Interacting with computing devices, mistakes are often made. In some cases, the computing devices have touch screen interfaces and mistakes are the result of a lack of congruity between the spot on the touch screen the user intends to press and the spot actually pressed according to the software controlling or operating the touch screen interface. This is in part due to the difficulty a user has in determining exactly the point of contact because his finger obstructs the view of the touch screen so the user is unable to see exactly where he is touching the screen, and in part because the object on the screen the user is attempting to touch (e.g., link, virtual key or button) is sometimes quite small relative to the user's finger (often the user's finger completely obscures the object on the touch screen he or she is attempting to click on). This latter issue is particularly a problem with drop down menus where the spacing between the items in the menu (or list) is tight. There is a need for a better way for a user to determine the exact location of the point of contact between his finger and touch screen, and to make it easier for users to select the correct item in a menu or list of choices, or to select an object on a touch sensitive screen.
In addition, when entering text into a computing device, particularly into a handheld computing device such as a cell phone or PDA with a compact or ambiguous reduced-key set keyboard, mistakes are made. If the mistake is in the middle of a word, correcting the mistake requires either back deleting from the last character of the word and then retyping the word from the corrected character, moving the cursor character by character to the position of the error and making the correction, or using a pointing device to insert the cursor adjacent to the mistake and then make the correction. This is an inefficient way to correct mistakes, especially in long words or in words further back in the text, and the inefficiency is compounded when using a handheld device with a small and limited function keyboard. In addition, handheld devices often use predictive text (PT) algorithm software to guess the word being entered by the user, and often the word guessed is wrong. Some PT software guesses a complete word from a limited set of entered characters, often providing a list of complete words from which to choose. Unfortunately, and especially with small touch sensitive screens, it is easy to select the wrong word from the list of choices, necessitating the erasure of the selected word up to the first correct character. This is inefficient. There is a need for a better way for users to correct errors in text entry.
One aspect of the present invention is an efficient method of correcting words incorrectly entered into a computing device by allowing a user to go directly to the mistake. Note that a word is any string of one or more characters preceded and followed by a space or a punctuation mark. Text entry on a computing device is done while using a text entry program. Computing devices include smart phones, personal digital assistants (PDAs), tablet computers, dedicated gaming machines such as Sony Playstation and Nintendo Gameboy, laptop computers, desktop computers, netbooks, cell phones, and any other electronic device incorporating a central processing unit or the equivalent. In one embodiment, the method comprises the steps of: selecting as the word to be corrected one of the one or more words displayed on a computing device display screen during use of text entry software; entering text correction mode and leaving the text entry program; displaying the characters comprising the word to be corrected in such a way that each character can be selected individually by the user; selecting a character to be corrected or deleted, or a character adjacent where a missing character(s) will be inserted; correcting the character selected in the previous step (which can include deleting the character selected) or inserting a character(s); optionally repeating the last two steps to correct additional characters until the word selected to be corrected is changed to a corrected word to which no more changes or corrections need to be made; exiting correction mode and re-entering the text entry program; and replacing the word selected to be corrected with the corrected word. This method can be implemented in software that can run on any computing device that can be used for word processing or other application comprising the act of entering text. One aspect of the present invention is a computing device, including a handheld computing device such as a cell phone and PDA, operating text entry software which enables the efficient correction of incorrectly entered words according to the previously described method. In some embodiments, the handheld computing device comprises a key which can be operated to cause the text entry software to enter a correction mode. Such key can be a virtual key or field on a touch-sensitive display screen or physical key.

========================================

Direction a:
Answer these questions about the passage on correcting text entry mistakes:
(i) According to the passage, what makes drop down menus especially hard to use on a touch screen?
(ii) What does the abbreviation PT stand for?
(iii) How does the passage define a word?

Dataset excerpt
========================================

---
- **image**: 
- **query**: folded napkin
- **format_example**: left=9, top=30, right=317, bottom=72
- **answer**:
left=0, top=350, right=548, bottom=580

========================================

Direction b:
Rewrite the dataset entries above, substituting "white napkin" for "folded napkin" and leaving everything else unchanged.

Task solution a:
(i) The spacing between the items in the menu or list is tight.
(ii) Predictive text.
(iii) A word is any string of one or more characters preceded and followed by a space or a punctuation mark.

Task solution b:
---
- **image**: 
- **query**: white napkin
- **format_example**: left=9, top=30, right=317, bottom=72
- **answer**:
left=0, top=350, right=548, bottom=580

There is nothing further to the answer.